··· Page extract ···
Soon after moving into the community in January of 2012 I found out the community was in the process of being redeveloped and my family would soon have to move. I thought how could management forget to share that with me prior to my move-in date? I sent an email to the project manager Reyna Alloro who called me and told me that I would not have to move for at least two years. I would soon receive email invitations to project and planning meetings in the resident council office. These meetings led me to question the process even further. During this time I was volunteering for the resident council to take the minutes for meetings on the property. Ultimately I was questionably excused from the resident council. I started the Barry Farm Study Circle after testifying at the DCHA Counsel to try to get a better understanding of how this resident council was operating and attending meetings where the human rights, wants, needs and questions of residents were being completely ignored. For example, at a meeting facilitated by Janice Burgess in 2012 I questioned her directing residents to move to offsite housing specifically Matthews Memorial Terrace and Sheridan Terrace. I asked her if residents who had already been relocated would write their rental checks to DCHA as they had done while living in the Barry Farm community. Her response was no. I then asked her if Matthews and Sheridan are tax credit properties and if residents had entered into a tax credit property lease. Her answer was yes. My answer to her was that means these residents are no longer housing authority residents therefore how can they be placed back on the housing authority list since it had closed. She agreed they would not be allowed back on the list. I attended two other meetings one of which was an oversight hearing facilitated by Muriel Bowser where Linda Miller the former Resident Council president gave heartbreaking testimony that she had been tricked into moving to offsite housing and now was being told she cannot return. She gave similar testimony in a meeting facilitated by the cofounder of the Barry Farm Study Circle and the Chairperson to the Citywide Advisory Board Karen Settles.
··· Information provided ···
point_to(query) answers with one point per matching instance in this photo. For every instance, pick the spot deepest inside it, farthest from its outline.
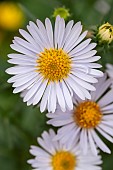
···
- [Challenges]
1. From the account of the Barry Farm redevelopment, list every person identified by full name.
2. According to the account of the Barry Farm redevelopment, to which two offsite properties did Janice Burgess direct residents to move?
3. Translate this sentence from the account of the Barry Farm redevelopment into Spanish: "These meetings led me to question the process even further."

- [Final answers]
1. Reyna Alloro, Janice Burgess, Muriel Bowser, Linda Miller, Karen Settles

2. Matthews Memorial Terrace and Sheridan Terrace.

3. Estas reuniones me llevaron a cuestionar el proceso aún más.